--- Exercise ---
Could you rewrite the records below with "axis-aligned" renamed to "upright" everywhere and nothing else changed? Please leave the pictures out of your answer.

Stored data start

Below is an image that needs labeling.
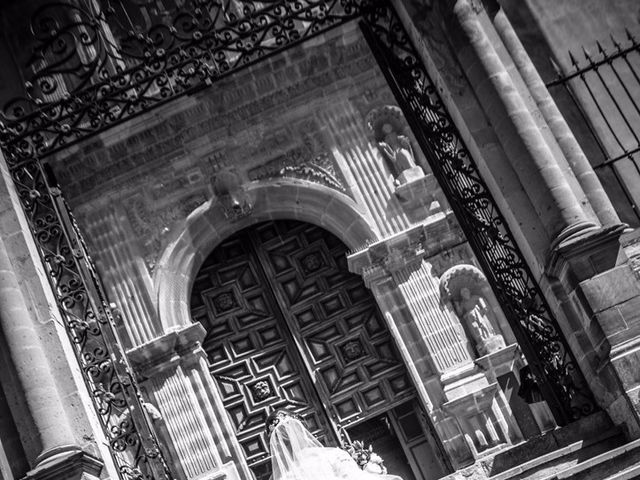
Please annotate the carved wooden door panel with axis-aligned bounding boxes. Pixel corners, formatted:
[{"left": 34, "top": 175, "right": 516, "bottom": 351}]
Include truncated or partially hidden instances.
[
  {"left": 253, "top": 222, "right": 414, "bottom": 427},
  {"left": 191, "top": 233, "right": 332, "bottom": 479},
  {"left": 191, "top": 221, "right": 414, "bottom": 479}
]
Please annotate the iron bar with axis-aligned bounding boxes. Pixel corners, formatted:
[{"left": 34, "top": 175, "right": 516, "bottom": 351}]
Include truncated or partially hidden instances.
[
  {"left": 361, "top": 11, "right": 596, "bottom": 424},
  {"left": 596, "top": 42, "right": 640, "bottom": 122},
  {"left": 582, "top": 48, "right": 640, "bottom": 147},
  {"left": 547, "top": 30, "right": 640, "bottom": 88}
]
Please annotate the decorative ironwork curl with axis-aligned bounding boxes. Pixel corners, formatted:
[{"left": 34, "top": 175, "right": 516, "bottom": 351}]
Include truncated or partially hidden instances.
[{"left": 3, "top": 156, "right": 171, "bottom": 480}]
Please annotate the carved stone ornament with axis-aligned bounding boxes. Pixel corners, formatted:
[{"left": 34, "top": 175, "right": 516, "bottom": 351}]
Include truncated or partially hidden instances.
[
  {"left": 340, "top": 340, "right": 364, "bottom": 362},
  {"left": 300, "top": 252, "right": 324, "bottom": 274},
  {"left": 213, "top": 292, "right": 238, "bottom": 313},
  {"left": 249, "top": 148, "right": 347, "bottom": 193},
  {"left": 251, "top": 380, "right": 273, "bottom": 402}
]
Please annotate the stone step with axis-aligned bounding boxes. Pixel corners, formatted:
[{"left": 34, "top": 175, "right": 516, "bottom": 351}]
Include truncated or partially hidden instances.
[
  {"left": 544, "top": 440, "right": 640, "bottom": 480},
  {"left": 479, "top": 412, "right": 624, "bottom": 479},
  {"left": 490, "top": 429, "right": 624, "bottom": 480}
]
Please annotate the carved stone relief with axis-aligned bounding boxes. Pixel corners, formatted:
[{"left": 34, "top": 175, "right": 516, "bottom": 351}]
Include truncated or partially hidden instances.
[{"left": 440, "top": 265, "right": 505, "bottom": 356}]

Stored data end

--- Result of the exercise ---
Below is an image that needs labeling.
Please annotate the carved wooden door panel with upright bounding boxes. Pixel corners, formatted:
[{"left": 34, "top": 175, "right": 516, "bottom": 351}]
Include truncated or partially hidden instances.
[
  {"left": 253, "top": 222, "right": 414, "bottom": 427},
  {"left": 191, "top": 233, "right": 332, "bottom": 479},
  {"left": 191, "top": 221, "right": 414, "bottom": 479}
]
Please annotate the iron bar with upright bounding boxes. Pixel corners, formatted:
[{"left": 34, "top": 175, "right": 516, "bottom": 351}]
Include truncated or partially hidden instances.
[
  {"left": 361, "top": 11, "right": 596, "bottom": 424},
  {"left": 596, "top": 42, "right": 640, "bottom": 122},
  {"left": 582, "top": 48, "right": 640, "bottom": 147},
  {"left": 547, "top": 30, "right": 640, "bottom": 88}
]
Please annotate the decorative ironwork curl with upright bounding boxes. Pixel corners, formatted:
[{"left": 34, "top": 175, "right": 516, "bottom": 351}]
Include truncated or partially hidden instances.
[{"left": 3, "top": 156, "right": 171, "bottom": 480}]
Please annotate the carved stone ornament with upright bounding boxes. Pixel corners, formatted:
[{"left": 34, "top": 175, "right": 516, "bottom": 351}]
Include truncated or partially hidden instances.
[
  {"left": 340, "top": 340, "right": 364, "bottom": 362},
  {"left": 300, "top": 252, "right": 324, "bottom": 274},
  {"left": 213, "top": 292, "right": 238, "bottom": 313},
  {"left": 249, "top": 148, "right": 347, "bottom": 193},
  {"left": 251, "top": 380, "right": 273, "bottom": 402}
]
Please annotate the stone step with upright bounding boxes. Pixel corners, formatted:
[{"left": 34, "top": 175, "right": 516, "bottom": 351}]
Include truncated or partially hidden instances.
[
  {"left": 544, "top": 440, "right": 640, "bottom": 480},
  {"left": 479, "top": 412, "right": 624, "bottom": 479},
  {"left": 490, "top": 429, "right": 624, "bottom": 480}
]
Please annotate the carved stone relief with upright bounding boxes. Pixel corners, formatted:
[{"left": 34, "top": 175, "right": 516, "bottom": 351}]
Include truncated or partially hidden instances.
[{"left": 440, "top": 265, "right": 505, "bottom": 356}]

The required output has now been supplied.